*Given records*.

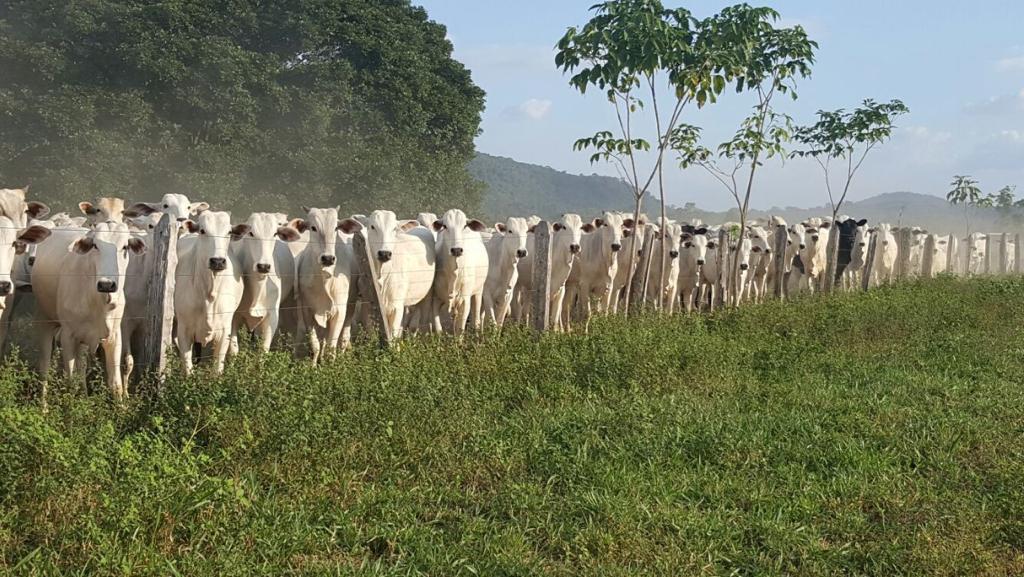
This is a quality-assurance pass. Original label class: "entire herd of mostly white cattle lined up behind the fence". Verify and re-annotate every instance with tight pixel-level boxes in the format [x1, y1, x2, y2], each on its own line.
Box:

--

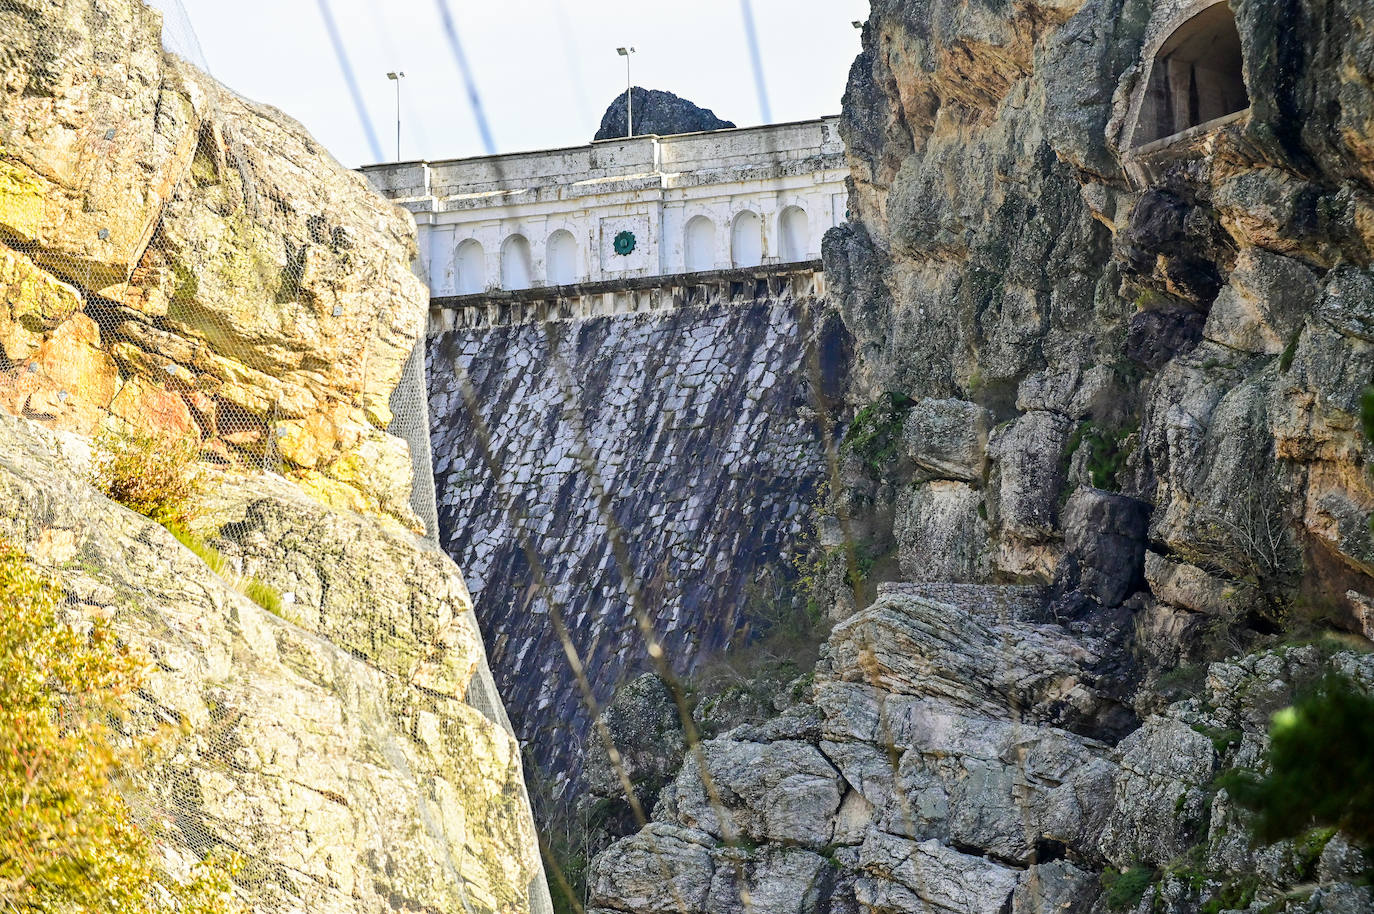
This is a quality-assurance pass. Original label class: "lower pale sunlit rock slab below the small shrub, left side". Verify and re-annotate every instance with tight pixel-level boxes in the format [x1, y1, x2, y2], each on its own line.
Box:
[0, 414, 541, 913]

...

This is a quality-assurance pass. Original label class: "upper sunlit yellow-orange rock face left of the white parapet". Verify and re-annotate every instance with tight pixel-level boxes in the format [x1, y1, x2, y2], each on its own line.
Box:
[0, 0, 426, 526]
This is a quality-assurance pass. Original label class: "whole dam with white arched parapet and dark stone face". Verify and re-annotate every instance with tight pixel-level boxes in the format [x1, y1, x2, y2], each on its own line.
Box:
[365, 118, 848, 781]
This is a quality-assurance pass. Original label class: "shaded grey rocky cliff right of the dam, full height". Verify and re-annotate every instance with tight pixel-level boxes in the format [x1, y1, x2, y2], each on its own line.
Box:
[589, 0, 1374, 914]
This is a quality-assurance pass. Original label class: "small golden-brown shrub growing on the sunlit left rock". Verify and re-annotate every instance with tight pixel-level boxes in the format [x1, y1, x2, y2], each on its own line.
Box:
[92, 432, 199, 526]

*What needs to be done*. Lines containing the word "shrub" are to be pulled from the records and copied.

*Answer to this task*.
This is a quality-assurance pass. Original label class: "lower pale sunlit rock slab below the small shrub, left side". Verify and re-annotate every instance with tight pixel-level boxes in the format [x1, y1, x2, y2], each on its own line.
This is a quality-assurance pass. Original label class: "small golden-brown shrub growing on the sunlit left rock". Verify and re-annotate every instance with tight pixel-level boxes in the format [x1, y1, x2, y2], each on its own line.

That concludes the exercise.